• _Challenge_: Arrange all the entries below as a two-column CSV with the header entry,answer, one row per entry. Put each entry's text in the entry column and its answer in the answer column, each as a single quoted field with line breaks replaced by spaces.
-- begin Material --
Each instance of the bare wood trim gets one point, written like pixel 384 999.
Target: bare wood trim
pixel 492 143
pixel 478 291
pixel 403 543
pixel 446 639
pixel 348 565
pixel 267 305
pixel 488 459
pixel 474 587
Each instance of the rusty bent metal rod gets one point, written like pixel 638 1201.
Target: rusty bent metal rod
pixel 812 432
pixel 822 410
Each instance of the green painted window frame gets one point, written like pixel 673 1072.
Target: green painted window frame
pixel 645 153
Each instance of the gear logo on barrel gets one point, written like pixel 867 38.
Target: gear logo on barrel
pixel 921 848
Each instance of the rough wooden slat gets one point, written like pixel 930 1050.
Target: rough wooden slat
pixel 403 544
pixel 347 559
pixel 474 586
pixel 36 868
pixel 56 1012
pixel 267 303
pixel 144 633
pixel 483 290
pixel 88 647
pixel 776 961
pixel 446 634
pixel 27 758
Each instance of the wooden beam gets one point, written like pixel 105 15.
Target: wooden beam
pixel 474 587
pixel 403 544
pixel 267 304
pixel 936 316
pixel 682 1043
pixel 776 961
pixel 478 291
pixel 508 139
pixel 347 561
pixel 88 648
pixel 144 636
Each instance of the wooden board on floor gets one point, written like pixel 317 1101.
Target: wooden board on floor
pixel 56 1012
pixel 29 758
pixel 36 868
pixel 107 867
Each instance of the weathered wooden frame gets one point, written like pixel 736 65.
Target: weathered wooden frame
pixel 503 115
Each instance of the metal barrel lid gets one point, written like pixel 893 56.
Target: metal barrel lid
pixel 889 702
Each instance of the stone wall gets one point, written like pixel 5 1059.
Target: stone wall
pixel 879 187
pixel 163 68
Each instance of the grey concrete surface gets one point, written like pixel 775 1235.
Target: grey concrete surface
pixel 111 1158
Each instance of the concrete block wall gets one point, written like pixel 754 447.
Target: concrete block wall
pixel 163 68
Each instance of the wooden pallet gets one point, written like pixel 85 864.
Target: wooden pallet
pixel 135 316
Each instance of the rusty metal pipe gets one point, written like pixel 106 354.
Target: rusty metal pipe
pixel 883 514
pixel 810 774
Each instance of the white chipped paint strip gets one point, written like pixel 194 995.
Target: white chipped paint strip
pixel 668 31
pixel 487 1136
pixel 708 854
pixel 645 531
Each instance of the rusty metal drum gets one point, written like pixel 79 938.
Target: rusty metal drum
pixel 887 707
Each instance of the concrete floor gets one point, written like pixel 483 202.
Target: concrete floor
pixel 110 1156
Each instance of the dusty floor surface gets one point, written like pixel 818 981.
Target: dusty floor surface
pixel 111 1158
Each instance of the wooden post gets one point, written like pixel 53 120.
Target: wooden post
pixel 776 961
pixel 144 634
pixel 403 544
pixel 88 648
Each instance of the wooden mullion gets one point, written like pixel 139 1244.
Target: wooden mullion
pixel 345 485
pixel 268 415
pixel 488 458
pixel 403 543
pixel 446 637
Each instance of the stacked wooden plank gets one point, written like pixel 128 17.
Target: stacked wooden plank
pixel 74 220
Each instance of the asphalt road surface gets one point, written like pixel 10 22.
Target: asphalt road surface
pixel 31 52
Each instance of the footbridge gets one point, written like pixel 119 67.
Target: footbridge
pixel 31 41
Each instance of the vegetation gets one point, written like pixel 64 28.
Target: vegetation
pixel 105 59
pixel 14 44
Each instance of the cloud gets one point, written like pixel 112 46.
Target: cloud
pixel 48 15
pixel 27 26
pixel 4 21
-- end Material --
• _Task response_:
entry,answer
"Each instance of the bare wood trim gets one point, written like pixel 384 999. Target: bare wood trim","pixel 492 143 pixel 478 291 pixel 403 543 pixel 446 639 pixel 348 565 pixel 267 305 pixel 488 459 pixel 474 587"
"Each instance of the rusty bent metal rod gets one point, written like pixel 638 1201. Target: rusty bent metal rod","pixel 812 432 pixel 822 410"
"Each instance of the green painted window frame gets one point, written like pixel 673 1072. Target: green painted window frame","pixel 645 153"
"Each instance of the gear logo on barrel gets one point, written like pixel 867 38. Target: gear logo on barrel","pixel 921 848"
"Each instance of the rough wooden slat gets one point, written like pixel 930 1050. Target: rough wooden slat","pixel 403 544 pixel 347 559 pixel 474 586 pixel 36 868 pixel 56 1012 pixel 267 303 pixel 144 633 pixel 483 290 pixel 88 647 pixel 776 961 pixel 446 634 pixel 27 758"
"Each instance of the wooden beam gets one point, written like pixel 105 15. Target: wooden beam","pixel 474 587 pixel 403 544 pixel 267 304 pixel 936 316 pixel 682 1043 pixel 776 961 pixel 478 291 pixel 508 139 pixel 347 561 pixel 88 648 pixel 144 636"
"Each instance of the wooden board on floor gets one point, written like pixel 317 1101. Target: wooden board on floor","pixel 56 1012 pixel 29 758 pixel 36 868 pixel 107 867"
"Each instance of the weathered wooden frame gets one point, written like pixel 736 65. Target: weathered wooden frame","pixel 503 115"
"Each instance of the metal barrel lid gets one point, written like pixel 893 56. Target: metal barrel lid","pixel 889 702"
"Each instance of the stone wall gets one point, written like pixel 5 1059. Target: stone wall","pixel 879 187 pixel 163 68"
"Each instance of the grey concrete surface gets one point, written like pixel 775 1235. Target: grey concrete surface","pixel 111 1158"
"Each instance of the concrete block wall gets one point, written like pixel 754 447. Target: concrete block wall","pixel 163 68"
"Each instance of the wooden pallet gets one point, written like pixel 85 864. Target: wooden pallet","pixel 135 316"
"Each instance of the rusty metal pipe gets one point, written like pixel 106 354. Target: rusty metal pipe","pixel 883 514 pixel 810 774"
"Each instance of the white chipped paint strip gets one point, written like pixel 194 995. Target: white chipped paint strip","pixel 668 31 pixel 487 1136 pixel 708 854 pixel 645 531"
"Each instance of the rusty metal drum gets one point, written like pixel 79 938. Target: rusty metal drum","pixel 887 707"
"Each instance of the concrete floor gets one point, written like pixel 483 202. Target: concrete floor","pixel 110 1156"
"Each instance of the dusty floor surface gets one point, written like pixel 818 981. Target: dusty floor surface","pixel 111 1158"
"Each instance of the wooden post gets one point, written like pixel 53 120. Target: wooden post","pixel 776 961 pixel 144 634 pixel 403 544 pixel 88 648"
"Each instance of the wooden mullion gets one point, written like pixel 139 1244. Target: wooden mullion","pixel 345 485 pixel 268 415 pixel 488 458 pixel 403 543 pixel 446 637"
"Each instance of the stacked wooden plank gets one point, written like pixel 128 17. Target: stacked wooden plank","pixel 74 220"
"Each instance of the asphalt road surface gets one point, written like pixel 10 22. Target: asphalt road surface","pixel 31 52"
"Each instance of the footbridge gets one point, written like pixel 119 67. Target: footbridge","pixel 31 41"
"Each instance of the vegetation gets one point, written like pixel 64 28. Target: vegetation","pixel 105 59 pixel 14 44"
"Each instance of the cloud gets one point, written like pixel 112 46. Target: cloud","pixel 48 15 pixel 27 26 pixel 4 21"